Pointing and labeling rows
· · · · · · ·

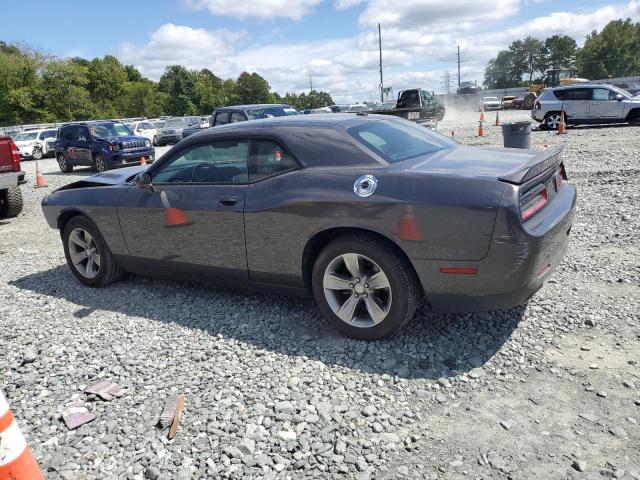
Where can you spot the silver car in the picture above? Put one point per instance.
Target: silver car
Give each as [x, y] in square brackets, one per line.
[585, 104]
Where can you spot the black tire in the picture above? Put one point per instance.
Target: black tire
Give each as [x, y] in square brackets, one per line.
[109, 271]
[551, 120]
[10, 202]
[99, 163]
[402, 280]
[37, 153]
[63, 163]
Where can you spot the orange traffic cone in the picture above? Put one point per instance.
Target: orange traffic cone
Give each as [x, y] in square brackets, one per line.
[16, 460]
[39, 178]
[562, 128]
[175, 216]
[407, 226]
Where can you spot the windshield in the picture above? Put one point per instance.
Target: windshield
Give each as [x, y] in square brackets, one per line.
[398, 140]
[176, 122]
[25, 137]
[267, 112]
[107, 130]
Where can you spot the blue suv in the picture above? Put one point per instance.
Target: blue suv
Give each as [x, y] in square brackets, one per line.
[102, 144]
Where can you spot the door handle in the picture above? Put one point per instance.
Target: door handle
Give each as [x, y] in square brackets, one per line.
[229, 200]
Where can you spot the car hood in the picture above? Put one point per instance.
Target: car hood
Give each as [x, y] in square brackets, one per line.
[513, 165]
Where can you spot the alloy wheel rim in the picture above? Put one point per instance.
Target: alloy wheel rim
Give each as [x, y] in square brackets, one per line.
[357, 290]
[553, 121]
[84, 253]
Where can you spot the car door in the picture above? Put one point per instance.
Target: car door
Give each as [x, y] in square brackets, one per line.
[576, 103]
[604, 105]
[191, 220]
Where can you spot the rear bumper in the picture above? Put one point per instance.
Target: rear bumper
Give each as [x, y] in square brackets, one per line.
[518, 263]
[11, 179]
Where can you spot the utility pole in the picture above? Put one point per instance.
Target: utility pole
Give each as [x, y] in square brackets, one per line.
[380, 48]
[458, 65]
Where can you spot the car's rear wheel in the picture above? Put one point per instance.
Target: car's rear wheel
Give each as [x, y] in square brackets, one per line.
[552, 120]
[364, 287]
[10, 202]
[88, 255]
[64, 164]
[99, 164]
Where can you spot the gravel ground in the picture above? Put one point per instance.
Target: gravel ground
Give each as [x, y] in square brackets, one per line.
[550, 390]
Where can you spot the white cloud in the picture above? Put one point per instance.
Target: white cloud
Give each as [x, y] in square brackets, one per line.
[348, 67]
[435, 14]
[294, 9]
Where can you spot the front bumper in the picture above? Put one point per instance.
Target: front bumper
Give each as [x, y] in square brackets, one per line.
[518, 263]
[127, 159]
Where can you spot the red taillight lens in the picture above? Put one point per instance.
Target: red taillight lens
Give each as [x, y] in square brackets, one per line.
[15, 157]
[533, 202]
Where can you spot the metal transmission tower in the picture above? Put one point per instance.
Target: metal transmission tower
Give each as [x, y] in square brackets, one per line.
[380, 48]
[458, 65]
[447, 82]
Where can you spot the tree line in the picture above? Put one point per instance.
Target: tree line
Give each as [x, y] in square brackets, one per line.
[37, 88]
[610, 53]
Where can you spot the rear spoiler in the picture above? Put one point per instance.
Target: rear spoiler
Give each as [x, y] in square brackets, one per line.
[545, 160]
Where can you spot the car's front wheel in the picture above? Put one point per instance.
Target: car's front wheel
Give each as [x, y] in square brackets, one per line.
[99, 163]
[88, 255]
[364, 287]
[552, 121]
[64, 164]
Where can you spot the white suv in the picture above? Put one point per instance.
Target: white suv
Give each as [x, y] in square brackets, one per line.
[585, 103]
[36, 143]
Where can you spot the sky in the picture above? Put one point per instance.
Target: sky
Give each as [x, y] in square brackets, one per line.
[331, 43]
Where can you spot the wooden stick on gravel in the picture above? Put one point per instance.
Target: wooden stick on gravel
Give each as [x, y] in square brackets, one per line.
[176, 418]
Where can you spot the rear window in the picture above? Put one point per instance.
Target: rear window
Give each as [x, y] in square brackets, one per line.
[396, 141]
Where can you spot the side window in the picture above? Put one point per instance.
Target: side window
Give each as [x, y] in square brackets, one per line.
[217, 162]
[578, 94]
[237, 117]
[603, 94]
[83, 134]
[268, 158]
[69, 133]
[222, 118]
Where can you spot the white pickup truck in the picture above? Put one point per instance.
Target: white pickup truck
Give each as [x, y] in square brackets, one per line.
[11, 177]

· · · · · · ·

- Exercise aim
Please rewrite every row above, replacing "in the picture above" with "in the image above" and changing nothing else. Leave the pictures out of your answer.

- Result of this task
Where can you spot the silver car in the image above? Put one point per instance.
Target: silver car
Give each as [x, y] in square brackets, one per line.
[585, 104]
Where can you spot the black tire in the image above? Put one point per instance.
Target: black tire
Give each as [x, y] in square brackets, one per line.
[109, 271]
[551, 120]
[10, 202]
[99, 163]
[402, 280]
[37, 153]
[63, 163]
Where can you spot the orange traffic cone in the image above? Put one point per instance.
Target: orange traffic cone
Give each as [x, y] in square brackets, one per line.
[16, 460]
[39, 178]
[562, 128]
[175, 216]
[407, 226]
Where can you spot the windshield in the image above? Put one point per instance.
Target: windshield
Give each as [x, y] in square brackets, one per line.
[398, 140]
[176, 122]
[25, 137]
[267, 112]
[107, 130]
Where can you spot the blue suv in the image above? Put one point per instance.
Target: blue suv
Give each as [x, y] in square brackets, one per line.
[102, 144]
Where can you spot the door handle in the image above? Put one point per instance.
Target: door handle
Give each as [x, y] in square brackets, one per line.
[229, 200]
Where can you spot the car hood in the image above? Put one point per instance.
Target: car hood
Give each as [x, y] in square brackets, one per line.
[513, 165]
Where can you spot the alloy wheel rim in the image above? Put one point per instance.
Target: alloy wheel rim
Give each as [x, y] in square brackets, one per line.
[357, 290]
[553, 121]
[84, 253]
Where can you spot the car door in the image above? Put one point per instance.
Target: car door
Give each as [x, y] in square brackets, one per line.
[576, 103]
[604, 105]
[191, 220]
Where can you spot the rear bumper in the image above? Put one point per instance.
Target: rear bumper
Give each as [x, y] in square brackets, one per line.
[518, 263]
[11, 179]
Where can you spot the utility pole in the image above? Put one point per instance.
Target: utility pole
Give each as [x, y] in square brackets, one per line.
[380, 48]
[458, 65]
Where can you spot the car's rear wheel in the image above? Put one point per instance.
Target: car's rear wheel
Give each as [x, y] in square brackets, one per line.
[552, 120]
[364, 287]
[10, 202]
[88, 255]
[64, 164]
[99, 164]
Where can you spot the gravel ground in the image above? Put one point per instance.
Target: gravel ground
Give each as [x, y] in square brackets, one per line.
[550, 390]
Where can you spot the white cloud in the image above? Put one point per instance.
Target: white cloud
Give each as [x, y] in square brackets, one per line.
[348, 67]
[435, 14]
[294, 9]
Where can you spot the front bumper in the image above? Put one point per instance.
Target: front bumper
Give each as [x, y] in square brackets, one per line.
[518, 263]
[127, 159]
Where can you spot the red taillight lens in the image above? Put one point per instance.
Target: red taillight lens
Give each as [x, y] in square brackets, one per line.
[15, 157]
[533, 202]
Where can you spot the metal transmission tower in the image above? Put one point per instance.
Target: metal transmission tower
Give each as [x, y] in square brackets, one per line.
[380, 48]
[458, 65]
[447, 82]
Where can you spot the tree line in the image above? Put one point per instance.
Target: tree line
Give each as [x, y] in square brackets, one per line.
[37, 88]
[610, 53]
Where can you spot the rear spoiler in the image above? Put one point per instance.
Target: rear spoiler
Give each as [x, y] in square brackets, one per line.
[545, 160]
Where can you spot the car's front wheel in the image above? Put one point per instance.
Target: car's front wheel
Give each as [x, y] in square brackets, one per line.
[99, 163]
[88, 255]
[364, 287]
[552, 121]
[64, 164]
Where can you spot the white suv in the image above? Put one point per instance.
Target: white suv
Give each as [x, y] in square brackets, one per line.
[585, 103]
[36, 143]
Where can you spot the sky in the image above? Put one point per instance.
Target: sky
Give each as [x, y] in square brackets, one per line.
[331, 43]
Where can you spot the wooden stick on gravel in the image above? Put one point per instance.
Target: wooden stick on gravel
Give each as [x, y] in square brackets, one per line.
[176, 418]
Where can you spot the rear window in the image above? Put one point per instance.
Target: rear window
Give each as [x, y] in square brackets, one per line.
[396, 141]
Where can you spot the side window in the image above? Put one point per instance.
Target: side window
Give each as [x, y] in square brackets, one per line.
[217, 162]
[578, 94]
[237, 117]
[603, 94]
[83, 134]
[268, 158]
[69, 133]
[222, 118]
Where can you spot the white pickup truck in the image above? Put one point per instance.
Target: white pickup truck
Give each as [x, y] in square brackets, one per line.
[11, 177]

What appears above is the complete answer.